What is being asked> In the listing below, locate the lines that hold the string "pink". Copy those lines.

Data shown>
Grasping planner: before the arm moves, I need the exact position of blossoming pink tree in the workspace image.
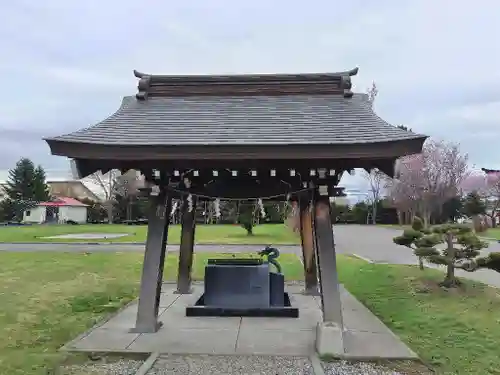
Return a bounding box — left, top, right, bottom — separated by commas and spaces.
386, 140, 469, 226
461, 169, 500, 227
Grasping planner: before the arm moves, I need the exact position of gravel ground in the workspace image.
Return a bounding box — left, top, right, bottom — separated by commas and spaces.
61, 358, 143, 375
322, 360, 406, 375
148, 354, 314, 375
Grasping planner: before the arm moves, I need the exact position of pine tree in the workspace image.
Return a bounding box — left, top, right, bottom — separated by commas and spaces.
33, 165, 50, 201
4, 158, 36, 200
462, 191, 486, 217
0, 158, 50, 221
394, 218, 500, 288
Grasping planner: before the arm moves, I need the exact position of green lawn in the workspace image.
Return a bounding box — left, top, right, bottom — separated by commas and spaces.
0, 251, 303, 375
482, 228, 500, 240
0, 223, 300, 244
3, 250, 500, 374
338, 256, 500, 375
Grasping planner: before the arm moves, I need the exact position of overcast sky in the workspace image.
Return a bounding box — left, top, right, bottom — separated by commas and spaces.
1, 0, 499, 198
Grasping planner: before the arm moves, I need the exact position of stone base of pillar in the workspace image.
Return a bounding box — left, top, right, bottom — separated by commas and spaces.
129, 321, 163, 334
315, 322, 344, 357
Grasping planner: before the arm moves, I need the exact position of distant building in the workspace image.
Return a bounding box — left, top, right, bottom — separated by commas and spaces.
482, 168, 500, 174
47, 180, 101, 202
23, 197, 88, 224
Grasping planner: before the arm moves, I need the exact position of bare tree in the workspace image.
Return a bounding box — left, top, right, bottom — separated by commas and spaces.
367, 81, 378, 107
363, 169, 386, 224
88, 169, 141, 223
387, 140, 469, 227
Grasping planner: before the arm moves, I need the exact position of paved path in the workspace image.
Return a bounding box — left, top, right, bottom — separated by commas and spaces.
334, 225, 500, 288
2, 225, 500, 287
0, 243, 301, 253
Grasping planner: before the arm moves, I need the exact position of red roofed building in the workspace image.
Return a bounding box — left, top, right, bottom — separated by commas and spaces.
23, 197, 88, 224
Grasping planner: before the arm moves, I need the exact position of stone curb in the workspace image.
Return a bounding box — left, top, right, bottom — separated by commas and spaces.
479, 236, 500, 242
350, 254, 373, 263
135, 352, 159, 375
309, 354, 326, 375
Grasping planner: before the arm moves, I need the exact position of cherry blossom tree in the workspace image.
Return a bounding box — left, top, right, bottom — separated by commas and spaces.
387, 140, 470, 227
462, 170, 500, 227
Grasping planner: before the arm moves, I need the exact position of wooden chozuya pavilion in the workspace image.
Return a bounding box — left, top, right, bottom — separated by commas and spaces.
44, 67, 426, 353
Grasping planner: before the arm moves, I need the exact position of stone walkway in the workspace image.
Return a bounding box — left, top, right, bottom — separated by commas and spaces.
63, 282, 415, 360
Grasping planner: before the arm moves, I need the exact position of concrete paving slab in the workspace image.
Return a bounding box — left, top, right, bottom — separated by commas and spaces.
240, 308, 322, 331
343, 330, 417, 359
159, 293, 180, 308
236, 326, 316, 355
67, 328, 139, 351
63, 282, 417, 360
129, 328, 239, 354
160, 308, 241, 330
98, 307, 167, 330
289, 293, 321, 309
342, 305, 389, 333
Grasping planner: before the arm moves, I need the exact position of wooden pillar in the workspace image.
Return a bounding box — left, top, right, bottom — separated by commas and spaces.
131, 193, 171, 333
299, 195, 319, 295
313, 187, 343, 326
176, 195, 197, 294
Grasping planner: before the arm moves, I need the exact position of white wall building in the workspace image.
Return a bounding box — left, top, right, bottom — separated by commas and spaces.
23, 197, 88, 224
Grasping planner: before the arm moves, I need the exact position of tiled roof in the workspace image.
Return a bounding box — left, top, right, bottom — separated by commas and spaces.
47, 93, 424, 146
38, 197, 87, 207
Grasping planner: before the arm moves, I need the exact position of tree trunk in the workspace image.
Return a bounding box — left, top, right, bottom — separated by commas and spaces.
397, 210, 403, 225
372, 204, 377, 224
106, 201, 113, 224
405, 210, 411, 225
441, 232, 460, 287
488, 213, 496, 228
472, 215, 482, 232
422, 210, 431, 228
441, 262, 460, 287
126, 197, 132, 221
418, 256, 424, 270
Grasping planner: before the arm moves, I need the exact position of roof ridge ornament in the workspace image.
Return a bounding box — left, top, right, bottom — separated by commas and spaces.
132, 68, 359, 99
135, 70, 151, 101
341, 67, 358, 98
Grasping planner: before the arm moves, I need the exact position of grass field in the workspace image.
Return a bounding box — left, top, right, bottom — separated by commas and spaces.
0, 251, 303, 375
483, 228, 500, 240
339, 256, 500, 375
2, 250, 500, 374
0, 223, 300, 244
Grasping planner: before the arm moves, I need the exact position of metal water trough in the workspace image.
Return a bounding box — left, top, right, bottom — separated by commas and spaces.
186, 257, 299, 318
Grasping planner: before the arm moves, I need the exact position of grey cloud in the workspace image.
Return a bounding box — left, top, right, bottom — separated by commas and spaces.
1, 0, 499, 183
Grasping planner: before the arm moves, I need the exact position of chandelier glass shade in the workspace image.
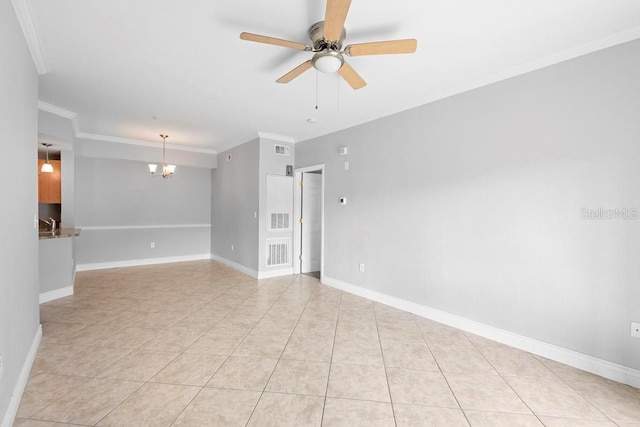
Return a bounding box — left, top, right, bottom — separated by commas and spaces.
41, 143, 54, 173
149, 134, 175, 178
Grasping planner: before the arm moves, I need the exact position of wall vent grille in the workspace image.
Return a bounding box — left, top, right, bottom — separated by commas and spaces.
270, 213, 290, 230
267, 238, 290, 266
274, 145, 291, 156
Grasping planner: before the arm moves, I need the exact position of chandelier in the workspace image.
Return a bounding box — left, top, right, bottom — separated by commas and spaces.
41, 143, 54, 173
148, 134, 176, 178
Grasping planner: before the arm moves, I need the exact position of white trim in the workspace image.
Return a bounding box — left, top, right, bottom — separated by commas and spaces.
322, 276, 640, 389
297, 26, 640, 144
258, 132, 296, 144
76, 132, 217, 155
37, 101, 76, 120
210, 254, 259, 279
1, 325, 42, 427
258, 267, 294, 279
39, 286, 73, 304
79, 224, 211, 231
10, 0, 48, 75
76, 253, 211, 271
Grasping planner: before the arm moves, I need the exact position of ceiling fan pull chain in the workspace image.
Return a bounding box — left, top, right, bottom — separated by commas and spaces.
315, 70, 319, 110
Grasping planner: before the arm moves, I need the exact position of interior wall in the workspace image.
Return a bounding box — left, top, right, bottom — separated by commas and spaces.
0, 0, 40, 421
295, 40, 640, 370
74, 156, 212, 266
258, 138, 295, 273
211, 139, 260, 271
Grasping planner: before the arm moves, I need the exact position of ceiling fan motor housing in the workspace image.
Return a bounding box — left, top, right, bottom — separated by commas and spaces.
309, 21, 346, 51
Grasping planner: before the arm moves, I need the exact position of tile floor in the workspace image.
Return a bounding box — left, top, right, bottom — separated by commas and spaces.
14, 260, 640, 426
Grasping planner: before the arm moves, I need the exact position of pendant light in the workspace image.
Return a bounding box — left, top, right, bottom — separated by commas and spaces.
41, 143, 54, 173
148, 134, 176, 178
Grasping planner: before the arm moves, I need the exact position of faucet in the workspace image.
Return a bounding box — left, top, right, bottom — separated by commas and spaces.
39, 218, 57, 232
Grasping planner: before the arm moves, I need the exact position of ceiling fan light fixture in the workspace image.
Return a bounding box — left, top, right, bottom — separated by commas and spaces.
312, 50, 344, 74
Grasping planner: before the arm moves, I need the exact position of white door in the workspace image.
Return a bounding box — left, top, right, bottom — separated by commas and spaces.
301, 172, 322, 273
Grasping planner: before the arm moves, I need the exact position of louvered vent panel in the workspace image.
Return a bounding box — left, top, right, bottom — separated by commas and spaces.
270, 213, 290, 230
267, 238, 290, 267
274, 145, 291, 156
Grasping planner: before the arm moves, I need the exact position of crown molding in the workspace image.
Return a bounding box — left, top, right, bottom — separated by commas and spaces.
76, 132, 218, 155
11, 0, 48, 75
38, 100, 80, 136
257, 132, 296, 144
297, 26, 640, 143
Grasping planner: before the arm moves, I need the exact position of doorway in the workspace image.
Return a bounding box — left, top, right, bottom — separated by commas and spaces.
293, 165, 324, 278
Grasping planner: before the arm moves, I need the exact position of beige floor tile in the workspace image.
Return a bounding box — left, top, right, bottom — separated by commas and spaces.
506, 377, 607, 420
30, 343, 86, 374
381, 342, 439, 371
332, 336, 384, 366
96, 382, 199, 426
393, 404, 469, 426
429, 343, 497, 374
480, 347, 555, 378
265, 359, 330, 396
568, 379, 640, 423
138, 326, 203, 352
206, 356, 277, 391
13, 419, 79, 427
95, 326, 161, 349
48, 346, 132, 377
327, 364, 391, 403
40, 322, 86, 344
247, 392, 324, 427
323, 398, 395, 426
538, 416, 617, 426
132, 311, 188, 329
386, 367, 458, 407
97, 350, 178, 381
16, 374, 88, 418
232, 333, 290, 358
96, 310, 150, 327
54, 324, 122, 346
464, 410, 543, 426
445, 372, 531, 414
31, 378, 143, 425
184, 331, 246, 355
281, 333, 334, 362
172, 387, 261, 426
536, 358, 615, 386
151, 352, 227, 386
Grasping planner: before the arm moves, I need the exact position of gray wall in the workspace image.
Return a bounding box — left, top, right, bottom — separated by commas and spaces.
0, 0, 40, 421
211, 139, 260, 271
258, 138, 294, 272
39, 238, 73, 294
75, 156, 211, 265
296, 40, 640, 370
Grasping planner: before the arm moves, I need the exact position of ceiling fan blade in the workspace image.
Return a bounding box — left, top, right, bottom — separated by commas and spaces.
324, 0, 352, 42
338, 61, 366, 90
276, 60, 313, 84
240, 32, 311, 51
345, 39, 417, 56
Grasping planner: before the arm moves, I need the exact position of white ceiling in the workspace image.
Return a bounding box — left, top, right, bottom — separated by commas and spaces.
25, 0, 640, 153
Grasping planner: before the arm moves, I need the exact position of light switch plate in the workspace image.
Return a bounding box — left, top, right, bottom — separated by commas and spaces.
632, 322, 640, 338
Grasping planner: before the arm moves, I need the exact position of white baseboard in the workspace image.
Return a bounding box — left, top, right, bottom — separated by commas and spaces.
209, 255, 294, 280
258, 267, 294, 279
39, 286, 73, 304
76, 253, 211, 271
322, 276, 640, 389
1, 325, 42, 427
210, 254, 259, 279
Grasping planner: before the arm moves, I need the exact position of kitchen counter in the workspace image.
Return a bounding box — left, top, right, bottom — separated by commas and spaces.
39, 227, 81, 240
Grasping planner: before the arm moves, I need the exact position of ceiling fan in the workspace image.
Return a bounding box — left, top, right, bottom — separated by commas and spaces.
240, 0, 417, 90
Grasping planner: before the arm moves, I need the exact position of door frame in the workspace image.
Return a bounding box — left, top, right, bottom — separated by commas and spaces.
293, 164, 325, 278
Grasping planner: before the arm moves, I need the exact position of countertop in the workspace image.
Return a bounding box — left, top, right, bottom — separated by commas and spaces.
39, 227, 81, 240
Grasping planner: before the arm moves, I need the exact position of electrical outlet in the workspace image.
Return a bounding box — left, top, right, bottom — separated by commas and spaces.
359, 263, 365, 273
344, 161, 349, 171
231, 244, 234, 251
150, 242, 155, 249
0, 352, 3, 380
632, 322, 640, 338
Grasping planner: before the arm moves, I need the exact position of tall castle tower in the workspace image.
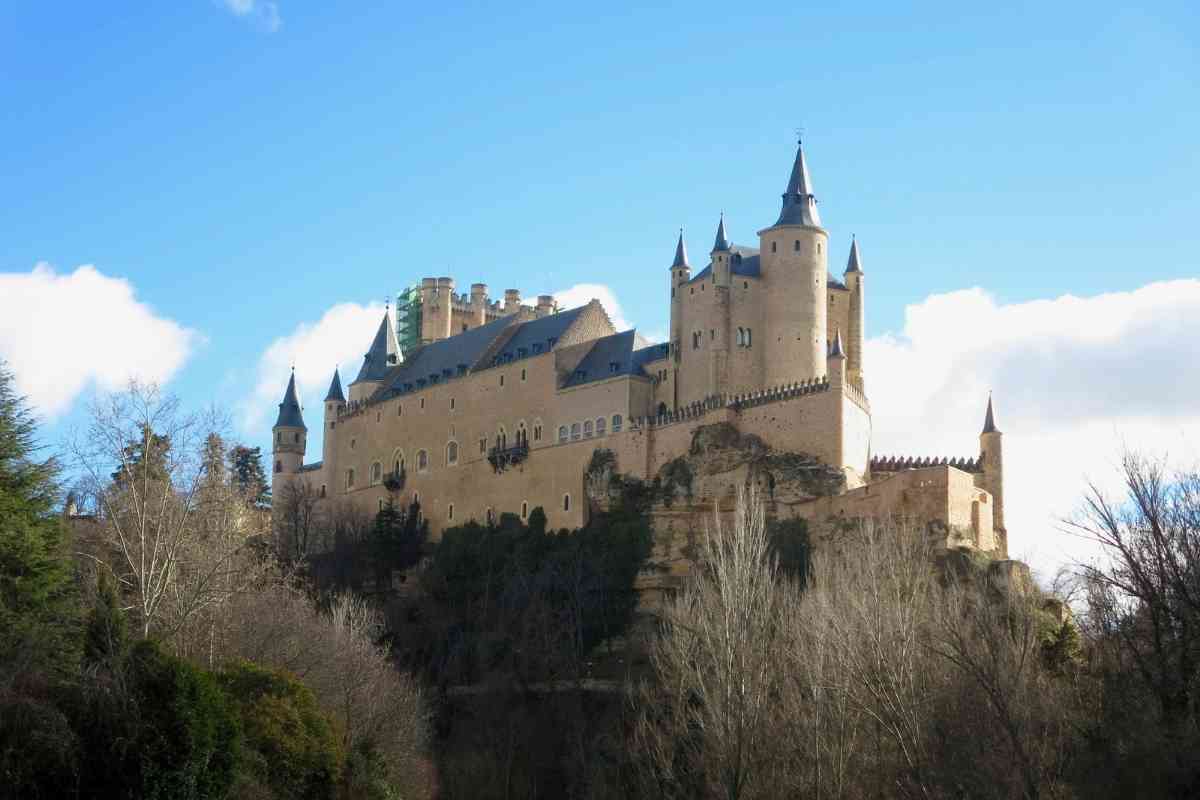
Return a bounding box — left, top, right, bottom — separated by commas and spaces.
844, 238, 865, 389
271, 370, 307, 500
322, 367, 345, 485
668, 229, 690, 367
758, 139, 828, 386
979, 395, 1006, 555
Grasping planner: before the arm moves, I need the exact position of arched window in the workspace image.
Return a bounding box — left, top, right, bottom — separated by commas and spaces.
392, 450, 405, 476
293, 432, 299, 443
320, 485, 326, 498
497, 425, 508, 450
447, 441, 459, 465
563, 494, 571, 512
516, 421, 527, 447
479, 436, 487, 454
794, 239, 800, 252
583, 420, 594, 438
521, 501, 528, 519
595, 417, 606, 436
370, 462, 382, 485
745, 328, 752, 347
657, 402, 668, 417
346, 468, 355, 489
448, 503, 455, 521
558, 425, 568, 443
736, 327, 744, 346
771, 241, 777, 253
398, 404, 402, 416
417, 450, 428, 472
570, 422, 581, 441
274, 460, 282, 474
533, 420, 543, 442
612, 414, 623, 433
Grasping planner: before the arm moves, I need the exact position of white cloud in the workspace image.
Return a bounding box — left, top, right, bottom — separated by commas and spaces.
866, 279, 1200, 580
0, 263, 199, 417
218, 0, 281, 32
553, 283, 635, 332
241, 301, 385, 436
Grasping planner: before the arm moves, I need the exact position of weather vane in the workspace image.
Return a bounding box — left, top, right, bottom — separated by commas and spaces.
794, 126, 804, 143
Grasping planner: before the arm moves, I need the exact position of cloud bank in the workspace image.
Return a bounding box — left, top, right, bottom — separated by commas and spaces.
241, 301, 385, 435
867, 279, 1200, 578
218, 0, 281, 32
0, 263, 199, 417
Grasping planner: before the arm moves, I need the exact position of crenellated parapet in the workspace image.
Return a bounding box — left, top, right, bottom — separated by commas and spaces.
871, 454, 982, 473
726, 376, 831, 411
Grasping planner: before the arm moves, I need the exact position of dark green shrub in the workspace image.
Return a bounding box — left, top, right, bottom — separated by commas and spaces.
219, 661, 343, 800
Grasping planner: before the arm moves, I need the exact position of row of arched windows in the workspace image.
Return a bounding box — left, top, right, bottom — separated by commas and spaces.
557, 414, 622, 443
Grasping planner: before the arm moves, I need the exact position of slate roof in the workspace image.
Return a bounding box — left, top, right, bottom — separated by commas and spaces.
689, 245, 761, 282
712, 214, 731, 252
982, 395, 999, 434
775, 140, 822, 228
561, 329, 645, 388
354, 313, 401, 384
299, 461, 323, 473
845, 238, 863, 274
274, 372, 306, 430
672, 231, 689, 267
376, 305, 590, 399
324, 368, 345, 402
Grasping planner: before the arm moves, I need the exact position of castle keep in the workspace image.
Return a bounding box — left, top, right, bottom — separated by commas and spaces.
271, 141, 1007, 556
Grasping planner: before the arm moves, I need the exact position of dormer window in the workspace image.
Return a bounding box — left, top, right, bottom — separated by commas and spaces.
457, 364, 468, 375
548, 337, 557, 348
417, 378, 426, 388
609, 361, 620, 373
517, 347, 528, 358
443, 368, 453, 378
532, 343, 543, 354
575, 370, 586, 381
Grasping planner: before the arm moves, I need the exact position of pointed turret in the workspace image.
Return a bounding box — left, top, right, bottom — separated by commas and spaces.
775, 138, 821, 227
982, 394, 999, 434
324, 368, 345, 403
274, 370, 306, 430
829, 327, 846, 359
712, 213, 731, 253
845, 237, 863, 274
672, 229, 690, 268
355, 311, 401, 385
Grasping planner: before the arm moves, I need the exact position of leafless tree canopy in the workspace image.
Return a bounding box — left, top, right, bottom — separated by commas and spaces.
638, 489, 1081, 800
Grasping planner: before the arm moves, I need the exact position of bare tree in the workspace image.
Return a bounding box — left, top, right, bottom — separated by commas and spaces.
636, 487, 796, 800
273, 477, 325, 564
68, 381, 264, 639
1066, 450, 1200, 796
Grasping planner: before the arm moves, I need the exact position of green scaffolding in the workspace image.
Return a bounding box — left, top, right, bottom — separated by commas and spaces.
395, 284, 423, 353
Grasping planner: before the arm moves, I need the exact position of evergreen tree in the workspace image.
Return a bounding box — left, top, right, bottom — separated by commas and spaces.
0, 360, 77, 678
229, 445, 270, 509
109, 424, 170, 490
84, 569, 129, 668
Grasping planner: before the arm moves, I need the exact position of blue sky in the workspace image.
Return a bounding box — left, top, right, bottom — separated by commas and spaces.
2, 1, 1198, 575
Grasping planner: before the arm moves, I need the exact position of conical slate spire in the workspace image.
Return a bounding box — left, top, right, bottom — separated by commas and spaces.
324, 367, 345, 402
712, 213, 731, 252
671, 229, 690, 268
775, 138, 822, 227
355, 312, 401, 384
829, 327, 846, 359
982, 394, 999, 434
274, 370, 306, 430
845, 237, 863, 274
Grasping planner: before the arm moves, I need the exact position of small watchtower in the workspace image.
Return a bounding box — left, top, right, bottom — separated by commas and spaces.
271, 370, 307, 499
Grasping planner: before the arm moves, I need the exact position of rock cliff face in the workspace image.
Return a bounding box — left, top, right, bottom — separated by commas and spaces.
585, 422, 845, 610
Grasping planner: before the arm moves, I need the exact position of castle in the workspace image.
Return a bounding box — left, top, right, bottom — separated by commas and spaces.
271, 140, 1007, 557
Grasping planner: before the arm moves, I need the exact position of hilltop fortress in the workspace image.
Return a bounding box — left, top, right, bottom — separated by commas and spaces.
271, 140, 1007, 559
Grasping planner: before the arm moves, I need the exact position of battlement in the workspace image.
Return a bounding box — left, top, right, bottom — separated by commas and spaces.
871, 454, 982, 474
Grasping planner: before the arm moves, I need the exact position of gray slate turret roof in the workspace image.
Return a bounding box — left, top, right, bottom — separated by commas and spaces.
774, 140, 822, 228
829, 327, 846, 359
845, 238, 863, 274
689, 245, 761, 282
712, 214, 731, 252
354, 312, 401, 384
672, 230, 690, 268
274, 371, 306, 430
982, 395, 999, 434
324, 368, 345, 402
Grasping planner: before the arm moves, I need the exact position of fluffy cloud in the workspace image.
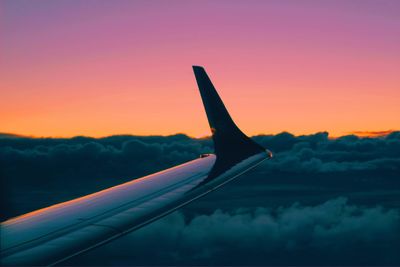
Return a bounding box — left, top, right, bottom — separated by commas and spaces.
0, 134, 210, 188
70, 198, 400, 266
1, 132, 400, 217
1, 132, 399, 187
1, 132, 399, 265
255, 131, 400, 173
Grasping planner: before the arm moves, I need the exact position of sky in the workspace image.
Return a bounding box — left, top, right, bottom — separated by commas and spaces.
1, 0, 399, 138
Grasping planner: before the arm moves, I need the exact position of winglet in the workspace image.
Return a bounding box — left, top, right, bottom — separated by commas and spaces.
193, 66, 266, 175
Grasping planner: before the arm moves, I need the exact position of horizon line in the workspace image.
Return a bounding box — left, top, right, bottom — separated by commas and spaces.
0, 129, 398, 140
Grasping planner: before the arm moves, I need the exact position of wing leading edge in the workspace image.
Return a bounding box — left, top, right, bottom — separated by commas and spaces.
0, 66, 271, 266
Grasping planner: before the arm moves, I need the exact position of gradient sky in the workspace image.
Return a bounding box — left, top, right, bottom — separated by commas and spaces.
1, 0, 399, 138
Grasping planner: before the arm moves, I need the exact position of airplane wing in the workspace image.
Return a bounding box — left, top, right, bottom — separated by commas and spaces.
0, 66, 271, 266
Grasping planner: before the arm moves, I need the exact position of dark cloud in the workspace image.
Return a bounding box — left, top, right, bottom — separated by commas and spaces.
1, 132, 400, 265
69, 198, 400, 266
1, 132, 400, 215
255, 132, 400, 173
0, 135, 209, 185
2, 132, 398, 190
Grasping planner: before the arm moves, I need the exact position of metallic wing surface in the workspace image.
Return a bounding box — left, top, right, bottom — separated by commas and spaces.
0, 66, 271, 266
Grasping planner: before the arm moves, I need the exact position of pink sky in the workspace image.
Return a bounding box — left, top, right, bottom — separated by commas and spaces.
1, 0, 399, 137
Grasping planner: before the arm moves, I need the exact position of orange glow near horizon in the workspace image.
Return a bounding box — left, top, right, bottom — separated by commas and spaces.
1, 1, 399, 138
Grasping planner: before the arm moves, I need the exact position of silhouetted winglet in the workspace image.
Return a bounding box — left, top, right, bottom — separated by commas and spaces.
192, 66, 266, 179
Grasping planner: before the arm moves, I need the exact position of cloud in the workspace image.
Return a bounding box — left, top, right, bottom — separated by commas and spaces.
0, 134, 210, 187
1, 132, 400, 265
349, 130, 398, 137
1, 132, 400, 220
257, 131, 400, 173
70, 198, 400, 266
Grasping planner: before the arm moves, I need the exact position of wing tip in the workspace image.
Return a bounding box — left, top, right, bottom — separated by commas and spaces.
192, 65, 205, 71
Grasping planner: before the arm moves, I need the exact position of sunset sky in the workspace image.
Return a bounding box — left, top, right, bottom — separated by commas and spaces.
1, 0, 399, 138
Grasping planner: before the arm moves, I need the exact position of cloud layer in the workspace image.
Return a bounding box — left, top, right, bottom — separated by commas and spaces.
1, 132, 400, 265
1, 132, 399, 190
70, 198, 400, 266
254, 131, 400, 173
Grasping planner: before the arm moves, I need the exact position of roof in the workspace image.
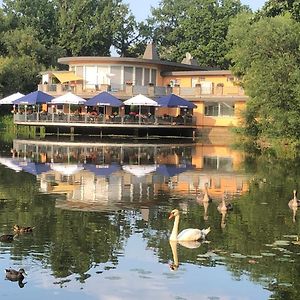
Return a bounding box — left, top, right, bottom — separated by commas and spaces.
52, 71, 83, 83
58, 57, 208, 71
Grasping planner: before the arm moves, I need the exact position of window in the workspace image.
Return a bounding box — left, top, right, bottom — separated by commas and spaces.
150, 69, 157, 85
124, 66, 134, 84
135, 67, 143, 85
204, 102, 234, 116
144, 68, 150, 85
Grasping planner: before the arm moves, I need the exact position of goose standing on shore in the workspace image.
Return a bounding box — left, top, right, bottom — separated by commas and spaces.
288, 190, 299, 209
168, 209, 211, 241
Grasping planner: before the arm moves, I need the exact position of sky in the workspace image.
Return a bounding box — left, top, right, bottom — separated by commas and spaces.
124, 0, 267, 21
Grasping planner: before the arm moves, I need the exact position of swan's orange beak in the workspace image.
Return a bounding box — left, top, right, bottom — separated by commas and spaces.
168, 213, 174, 219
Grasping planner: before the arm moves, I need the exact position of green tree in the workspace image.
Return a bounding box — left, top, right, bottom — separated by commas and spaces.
0, 56, 41, 96
147, 0, 249, 68
55, 0, 121, 56
112, 4, 141, 57
227, 13, 300, 145
258, 0, 300, 21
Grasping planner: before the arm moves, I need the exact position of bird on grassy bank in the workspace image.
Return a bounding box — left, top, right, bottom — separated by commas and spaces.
13, 224, 35, 233
168, 209, 211, 241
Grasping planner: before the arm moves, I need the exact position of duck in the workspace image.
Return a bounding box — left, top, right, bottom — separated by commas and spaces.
5, 268, 27, 281
288, 190, 300, 208
13, 224, 35, 233
168, 209, 211, 241
0, 234, 17, 242
217, 193, 233, 212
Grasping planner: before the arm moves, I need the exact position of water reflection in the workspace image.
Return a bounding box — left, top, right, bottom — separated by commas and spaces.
2, 137, 293, 299
4, 138, 249, 212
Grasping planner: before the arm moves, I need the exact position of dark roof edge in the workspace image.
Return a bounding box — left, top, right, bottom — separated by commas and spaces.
162, 70, 233, 76
57, 56, 209, 71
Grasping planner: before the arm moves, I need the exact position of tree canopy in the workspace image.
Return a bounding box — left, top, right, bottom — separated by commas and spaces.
227, 12, 300, 145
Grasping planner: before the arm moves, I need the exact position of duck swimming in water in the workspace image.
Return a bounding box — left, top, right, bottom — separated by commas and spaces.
0, 234, 16, 242
13, 225, 35, 233
5, 268, 27, 281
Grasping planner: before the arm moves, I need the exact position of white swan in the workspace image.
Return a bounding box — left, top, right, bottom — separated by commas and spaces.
169, 209, 211, 241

Answer box>
Grasping planner: before the arm moves, I need the exact position of blossoming pink tree in the workspace image.
Grasping planner: before the arm moves, I need the exact position of pink sky in the workspace image.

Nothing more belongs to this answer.